Definition: Using peer feedback protocols allows students to build efficacy around their learning. It also empowers them to be in charge of the goals and progress they make. The teacher can’t and shouldn’t be the only person in a classroom capable of providing excellent, data-driven feedback.
What it is:
- Structured opportunities to provide and receive targeted constructive or validating feedback tied to specific criteria.
- It is respectful and focuses on promoting growth.
- It identifies and provides suggestions for improvement
What it isn’t:
- Students judge each other based on formative work.
- Vague comments that don’t speak to growth.
- Unstructured opportunities to view work
- Peer editing, where the student is making corrections on the work
How it can look and structures to develop:
There are many ways peer feedback can be used in the classroom which are largely dependent on the age and the number of students in your class. We want to set students and teachers up for success in these protocols and because of that, we can’t just tell kids to do it. We have to provide specific structures that help students learn the best ways to communicate what is working using success criteria and what isn’t working as well and why.

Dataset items
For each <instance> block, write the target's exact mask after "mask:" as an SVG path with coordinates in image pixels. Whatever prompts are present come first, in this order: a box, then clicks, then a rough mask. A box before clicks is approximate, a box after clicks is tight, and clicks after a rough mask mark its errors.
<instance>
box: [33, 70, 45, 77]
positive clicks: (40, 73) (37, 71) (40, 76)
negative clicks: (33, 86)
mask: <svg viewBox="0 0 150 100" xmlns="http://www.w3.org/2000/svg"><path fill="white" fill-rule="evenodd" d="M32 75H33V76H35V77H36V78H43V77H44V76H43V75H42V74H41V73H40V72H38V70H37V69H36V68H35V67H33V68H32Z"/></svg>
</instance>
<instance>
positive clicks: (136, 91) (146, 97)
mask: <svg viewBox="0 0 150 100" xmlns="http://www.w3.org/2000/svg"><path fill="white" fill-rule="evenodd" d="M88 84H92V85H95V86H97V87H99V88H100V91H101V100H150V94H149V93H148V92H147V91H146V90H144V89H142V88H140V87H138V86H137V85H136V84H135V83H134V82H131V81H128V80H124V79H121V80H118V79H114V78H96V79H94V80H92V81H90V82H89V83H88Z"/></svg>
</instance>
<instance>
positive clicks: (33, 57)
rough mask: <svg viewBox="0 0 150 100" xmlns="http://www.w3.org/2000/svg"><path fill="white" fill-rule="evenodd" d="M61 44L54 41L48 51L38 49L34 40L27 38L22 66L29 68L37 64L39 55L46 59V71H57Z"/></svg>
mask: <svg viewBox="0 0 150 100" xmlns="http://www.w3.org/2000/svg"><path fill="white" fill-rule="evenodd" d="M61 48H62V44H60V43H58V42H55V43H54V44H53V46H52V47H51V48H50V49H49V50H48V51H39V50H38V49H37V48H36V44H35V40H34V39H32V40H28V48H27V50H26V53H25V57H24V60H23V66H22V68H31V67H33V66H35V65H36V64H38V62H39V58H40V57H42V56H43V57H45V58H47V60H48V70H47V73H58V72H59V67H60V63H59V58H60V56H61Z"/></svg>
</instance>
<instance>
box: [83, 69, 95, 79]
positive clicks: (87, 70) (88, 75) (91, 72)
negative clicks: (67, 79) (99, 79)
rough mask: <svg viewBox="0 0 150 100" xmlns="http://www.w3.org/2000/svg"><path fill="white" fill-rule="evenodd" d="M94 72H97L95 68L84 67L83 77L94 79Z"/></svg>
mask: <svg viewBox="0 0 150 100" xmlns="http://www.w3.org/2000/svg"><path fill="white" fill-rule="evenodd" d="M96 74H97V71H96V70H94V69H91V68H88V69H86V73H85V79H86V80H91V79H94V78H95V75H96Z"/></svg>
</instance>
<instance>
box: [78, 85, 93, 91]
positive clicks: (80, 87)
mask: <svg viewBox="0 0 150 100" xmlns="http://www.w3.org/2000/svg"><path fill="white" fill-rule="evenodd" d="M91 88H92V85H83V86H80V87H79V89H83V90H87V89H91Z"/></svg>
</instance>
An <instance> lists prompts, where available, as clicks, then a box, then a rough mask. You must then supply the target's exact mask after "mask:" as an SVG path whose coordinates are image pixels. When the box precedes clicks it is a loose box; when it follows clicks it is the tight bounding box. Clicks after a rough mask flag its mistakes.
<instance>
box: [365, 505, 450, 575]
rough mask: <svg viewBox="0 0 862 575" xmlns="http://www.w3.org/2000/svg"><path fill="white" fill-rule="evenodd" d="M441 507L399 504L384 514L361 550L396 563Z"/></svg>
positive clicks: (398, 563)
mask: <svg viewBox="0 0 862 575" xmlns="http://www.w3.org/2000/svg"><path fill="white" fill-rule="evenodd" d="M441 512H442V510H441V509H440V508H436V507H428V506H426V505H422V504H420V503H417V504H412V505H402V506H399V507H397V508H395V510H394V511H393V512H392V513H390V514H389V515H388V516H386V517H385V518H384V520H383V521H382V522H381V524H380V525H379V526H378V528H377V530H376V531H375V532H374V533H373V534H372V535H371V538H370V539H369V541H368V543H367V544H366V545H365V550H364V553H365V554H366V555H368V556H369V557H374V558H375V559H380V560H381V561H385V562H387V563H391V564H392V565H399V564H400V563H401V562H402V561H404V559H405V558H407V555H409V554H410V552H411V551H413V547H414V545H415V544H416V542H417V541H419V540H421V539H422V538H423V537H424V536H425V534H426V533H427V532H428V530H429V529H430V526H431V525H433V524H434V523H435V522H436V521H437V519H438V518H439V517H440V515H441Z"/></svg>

§ **PROBLEM DESCRIPTION**: Please copy the peer feedback text from "- It identifies" through "speak to growth.", putting "ideas" in place of "suggestions".

§ **PROBLEM SOLUTION**:
- It identifies and provides ideas for improvement
What it isn’t:
- Students judge each other based on formative work.
- Vague comments that don’t speak to growth.